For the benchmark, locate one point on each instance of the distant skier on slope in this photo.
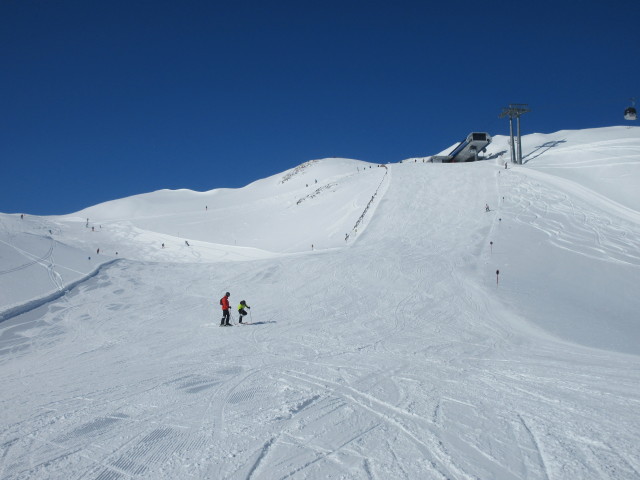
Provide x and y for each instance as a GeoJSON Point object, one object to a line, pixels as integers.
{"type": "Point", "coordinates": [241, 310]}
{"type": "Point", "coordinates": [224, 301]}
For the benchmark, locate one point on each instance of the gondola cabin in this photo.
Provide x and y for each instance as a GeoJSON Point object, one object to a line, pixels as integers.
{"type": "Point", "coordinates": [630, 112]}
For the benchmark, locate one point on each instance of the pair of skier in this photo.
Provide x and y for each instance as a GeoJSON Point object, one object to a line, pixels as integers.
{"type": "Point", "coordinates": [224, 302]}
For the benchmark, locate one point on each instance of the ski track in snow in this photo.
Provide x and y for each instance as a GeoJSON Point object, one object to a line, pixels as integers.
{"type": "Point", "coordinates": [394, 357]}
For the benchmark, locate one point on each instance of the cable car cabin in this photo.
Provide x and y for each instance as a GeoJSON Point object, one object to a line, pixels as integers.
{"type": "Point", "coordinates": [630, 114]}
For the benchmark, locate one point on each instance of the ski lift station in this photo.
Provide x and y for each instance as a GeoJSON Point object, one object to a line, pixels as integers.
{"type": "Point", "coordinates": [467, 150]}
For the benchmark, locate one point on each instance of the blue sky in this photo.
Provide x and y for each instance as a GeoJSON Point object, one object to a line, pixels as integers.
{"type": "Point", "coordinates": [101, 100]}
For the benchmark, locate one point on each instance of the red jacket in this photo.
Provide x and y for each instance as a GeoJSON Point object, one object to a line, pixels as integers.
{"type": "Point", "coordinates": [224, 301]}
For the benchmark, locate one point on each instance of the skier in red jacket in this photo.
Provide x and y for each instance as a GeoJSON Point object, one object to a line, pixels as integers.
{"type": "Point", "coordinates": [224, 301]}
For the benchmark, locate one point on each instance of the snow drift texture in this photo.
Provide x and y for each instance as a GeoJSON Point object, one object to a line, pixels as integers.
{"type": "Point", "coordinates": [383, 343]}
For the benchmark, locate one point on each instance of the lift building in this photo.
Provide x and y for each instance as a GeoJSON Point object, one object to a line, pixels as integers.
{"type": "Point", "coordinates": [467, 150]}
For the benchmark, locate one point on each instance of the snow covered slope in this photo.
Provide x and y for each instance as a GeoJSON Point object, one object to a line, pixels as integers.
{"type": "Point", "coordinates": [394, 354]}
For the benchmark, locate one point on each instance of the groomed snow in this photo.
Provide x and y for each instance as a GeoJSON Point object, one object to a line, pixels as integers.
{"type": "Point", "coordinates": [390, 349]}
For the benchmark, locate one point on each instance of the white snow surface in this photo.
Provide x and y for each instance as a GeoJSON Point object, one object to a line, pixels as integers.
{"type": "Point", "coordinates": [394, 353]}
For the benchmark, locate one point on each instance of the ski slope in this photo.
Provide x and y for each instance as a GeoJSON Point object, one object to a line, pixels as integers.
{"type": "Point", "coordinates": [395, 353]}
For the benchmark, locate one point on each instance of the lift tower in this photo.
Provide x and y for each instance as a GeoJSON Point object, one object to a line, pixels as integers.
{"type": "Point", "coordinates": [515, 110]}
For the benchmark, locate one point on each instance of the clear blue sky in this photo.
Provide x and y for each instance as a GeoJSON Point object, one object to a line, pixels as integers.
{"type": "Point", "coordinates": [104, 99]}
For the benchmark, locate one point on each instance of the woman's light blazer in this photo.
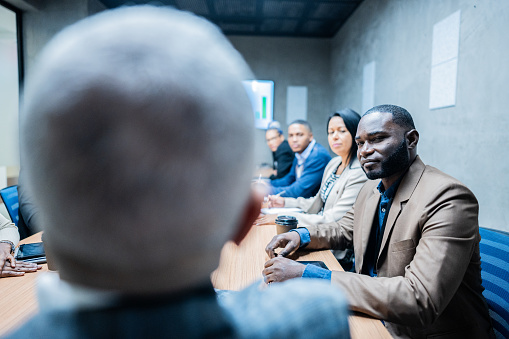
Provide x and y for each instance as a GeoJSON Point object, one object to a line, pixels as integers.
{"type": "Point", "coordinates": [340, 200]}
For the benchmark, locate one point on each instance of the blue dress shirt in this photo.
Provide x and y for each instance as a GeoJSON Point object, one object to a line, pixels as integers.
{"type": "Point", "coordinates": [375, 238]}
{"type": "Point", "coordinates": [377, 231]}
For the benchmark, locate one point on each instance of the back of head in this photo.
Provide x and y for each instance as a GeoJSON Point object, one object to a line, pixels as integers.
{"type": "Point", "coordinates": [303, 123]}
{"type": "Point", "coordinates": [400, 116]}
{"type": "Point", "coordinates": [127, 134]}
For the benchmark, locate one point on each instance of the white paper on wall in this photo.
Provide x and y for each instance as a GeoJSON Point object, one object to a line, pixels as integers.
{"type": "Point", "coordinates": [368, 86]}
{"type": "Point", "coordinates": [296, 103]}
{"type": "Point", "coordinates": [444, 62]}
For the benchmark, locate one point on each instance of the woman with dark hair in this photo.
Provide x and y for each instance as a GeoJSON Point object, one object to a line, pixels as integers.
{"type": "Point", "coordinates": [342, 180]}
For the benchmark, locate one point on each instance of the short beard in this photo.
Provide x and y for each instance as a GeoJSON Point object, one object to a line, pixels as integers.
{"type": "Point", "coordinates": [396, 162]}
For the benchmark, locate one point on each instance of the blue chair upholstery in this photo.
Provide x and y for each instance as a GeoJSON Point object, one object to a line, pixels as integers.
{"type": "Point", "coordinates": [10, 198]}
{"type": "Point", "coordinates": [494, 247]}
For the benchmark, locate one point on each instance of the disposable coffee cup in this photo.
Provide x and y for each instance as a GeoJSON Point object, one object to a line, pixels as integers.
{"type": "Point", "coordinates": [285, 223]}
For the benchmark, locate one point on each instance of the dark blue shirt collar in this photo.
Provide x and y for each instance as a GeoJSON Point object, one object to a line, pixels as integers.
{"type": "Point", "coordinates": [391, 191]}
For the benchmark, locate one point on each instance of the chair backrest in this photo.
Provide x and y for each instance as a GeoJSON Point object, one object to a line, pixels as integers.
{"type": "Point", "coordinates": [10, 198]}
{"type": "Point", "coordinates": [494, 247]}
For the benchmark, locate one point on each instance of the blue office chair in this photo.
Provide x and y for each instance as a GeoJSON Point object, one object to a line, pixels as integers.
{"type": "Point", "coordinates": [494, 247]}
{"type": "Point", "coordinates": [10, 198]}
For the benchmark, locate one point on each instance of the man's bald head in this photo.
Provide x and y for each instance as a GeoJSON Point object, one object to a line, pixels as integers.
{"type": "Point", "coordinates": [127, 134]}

INSTRUCTIONS FOR THE TASK
Without including any pictures, print all of the material exactly as given.

EXPECTED OUTPUT
For the benchmark, locate one point on each instance of the distant skier on slope in this photo.
Provide x and y for each instance as a GeoJSON Point object, one object to a line, pixels as integers.
{"type": "Point", "coordinates": [241, 310]}
{"type": "Point", "coordinates": [224, 301]}
For the benchmark, locate one point on each instance of the gondola cabin in this photo.
Provide x and y for each instance as a GeoJSON Point object, one object to a line, pixels as integers.
{"type": "Point", "coordinates": [630, 112]}
For the benchmark, locate one point on each instance of the pair of skier in this photo.
Provide x and y for each instance as a GeoJSON Point object, one object to a line, pixels as integers.
{"type": "Point", "coordinates": [224, 302]}
For the benchmark, locate one point on each instance of the ski track in snow in this photo.
Provide x and y for each instance as a GeoJSON Point object, one object to a line, pixels as integers.
{"type": "Point", "coordinates": [394, 357]}
For the benchmark, locate one point on each instance of the cable car cabin in this photo.
Provide x and y for each instance as a GeoJSON Point object, one object to a line, pixels as integers.
{"type": "Point", "coordinates": [630, 114]}
For the benchmark, locate one point on each instance of the ski lift station in this photo.
Provide x and y for each instance as a GeoJSON Point object, one object to a line, pixels as integers.
{"type": "Point", "coordinates": [467, 150]}
For the benchmark, locate one point on each instance of the blue sky in this photo.
Provide x and y for each instance as a GeoJSON Point object, one object to a line, pixels as integers.
{"type": "Point", "coordinates": [101, 100]}
For the benchmark, locate one point on each instance of the red jacket in this photo.
Provide x and y for each instance as a GeoJSON Point object, one object to a line, pixels as integers.
{"type": "Point", "coordinates": [224, 301]}
For the benchmark, locate one point on each instance of the skier in red jacket in this photo.
Provide x and y for each instance as a GeoJSON Point object, one object to a line, pixels as integers.
{"type": "Point", "coordinates": [224, 301]}
For the benchmark, locate one point on each instance of the snow drift texture in this photo.
Provide x and y for each instance as a GeoJSON Point object, one object to a line, pixels as integers.
{"type": "Point", "coordinates": [383, 343]}
For the benchmark, locate one point on each instance of the lift building in this photo.
Provide x and y for each instance as a GeoJSON Point object, one object to a line, pixels as integers.
{"type": "Point", "coordinates": [467, 150]}
For the benchmark, locate one point on each instance of the snow covered slope in this photo.
Provide x and y for each instance as a GeoJSON Point object, one object to a line, pixels as integers.
{"type": "Point", "coordinates": [394, 354]}
For the benchmark, locate one point on each instance of the groomed snow in this photo.
Provide x and y for each instance as a GeoJSON Point object, one object to a line, pixels as integers.
{"type": "Point", "coordinates": [390, 349]}
For the benchmark, locate one point on each instance of the white snow surface in this photo.
Provide x and y for each instance as a GeoJSON Point object, one object to a line, pixels as integers.
{"type": "Point", "coordinates": [394, 353]}
For the benchmark, locate one point on each instance of the ski slope in this photo.
Provide x and y for each instance as a GeoJSON Point object, one object to a line, pixels as integers.
{"type": "Point", "coordinates": [395, 353]}
For the benchmark, locate one point on each instance of the lift tower in this photo.
Provide x and y for each instance as a GeoJSON Point object, one object to a line, pixels as integers.
{"type": "Point", "coordinates": [515, 110]}
For the benchmark, locate one point on each instance of the clear blue sky in this photo.
Provide x and y for each instance as a GeoJSON Point object, one object to a line, pixels as integers.
{"type": "Point", "coordinates": [104, 99]}
For the benchmark, locate one point on each instance of the woman's light blazer in this photo.
Provide x and y for each instance as a GeoJSON Point object, one object to a line, pixels as integers.
{"type": "Point", "coordinates": [340, 200]}
For the benchmark, locate one point on each instance of the blue dress shirt in this photo.
Provide x and y for each instance as a GeoJSON Point object, one object to a line, pixels as integers.
{"type": "Point", "coordinates": [375, 238]}
{"type": "Point", "coordinates": [377, 231]}
For the benchmark, locate one point on each instance of the back of head in this photo.
Provide x and y for each instance as a GeoJSON Point object, one object to a line, pixels as integers.
{"type": "Point", "coordinates": [303, 123]}
{"type": "Point", "coordinates": [400, 116]}
{"type": "Point", "coordinates": [127, 134]}
For the benchmark, locate one point on each instance of the white paper on wall in this photo.
Provide x and y for each instance as a GeoJSON Point object, one object to a line, pixels as integers.
{"type": "Point", "coordinates": [368, 86]}
{"type": "Point", "coordinates": [296, 103]}
{"type": "Point", "coordinates": [444, 62]}
For the benchmark, locate one point on each instance of the woman with dark hair in this photo.
Provide x and y for each instance as a GeoJSON Point object, one object to a line, pixels as integers.
{"type": "Point", "coordinates": [342, 180]}
For the benchmark, locate one point on each instance of the short beard in this photo.
Provide x and y for each instance as a GeoJSON Point object, one object to a line, pixels as integers.
{"type": "Point", "coordinates": [396, 162]}
For the benchmark, locate one point on each instance of the blue chair upholstery in this photo.
Provide x and y for each instance as a GeoJSON Point object, one object to a line, pixels as integers.
{"type": "Point", "coordinates": [10, 198]}
{"type": "Point", "coordinates": [494, 247]}
For the benchmark, locate one point on each instance of the disposable coffee cup in this photo.
Provide x and y for each instance as a GeoJSON Point object, one object to a line, pixels as integers.
{"type": "Point", "coordinates": [285, 223]}
For the benchmark, locate one point on each instance of the dark blue shirt collar in this photo.
Provide x and y for each instance as a GeoJSON Point object, one object to a line, pixels as integers.
{"type": "Point", "coordinates": [391, 191]}
For the benchmark, locate one point on each instance of the chair backrest in this photo.
Provide x and y for each instance as a GeoJSON Point object, one object to a line, pixels as integers.
{"type": "Point", "coordinates": [10, 198]}
{"type": "Point", "coordinates": [494, 247]}
For the benchmark, locate one point on each instance of the blue office chair in this photo.
Provide x and y for each instance as a GeoJSON Point object, one object to a line, pixels as integers.
{"type": "Point", "coordinates": [494, 247]}
{"type": "Point", "coordinates": [10, 198]}
For the benchmark, locate one point on each instance of the man's bald head in this photo.
Provide x and y for each instance as a GeoJSON Point object, one object to a line, pixels as integers.
{"type": "Point", "coordinates": [127, 134]}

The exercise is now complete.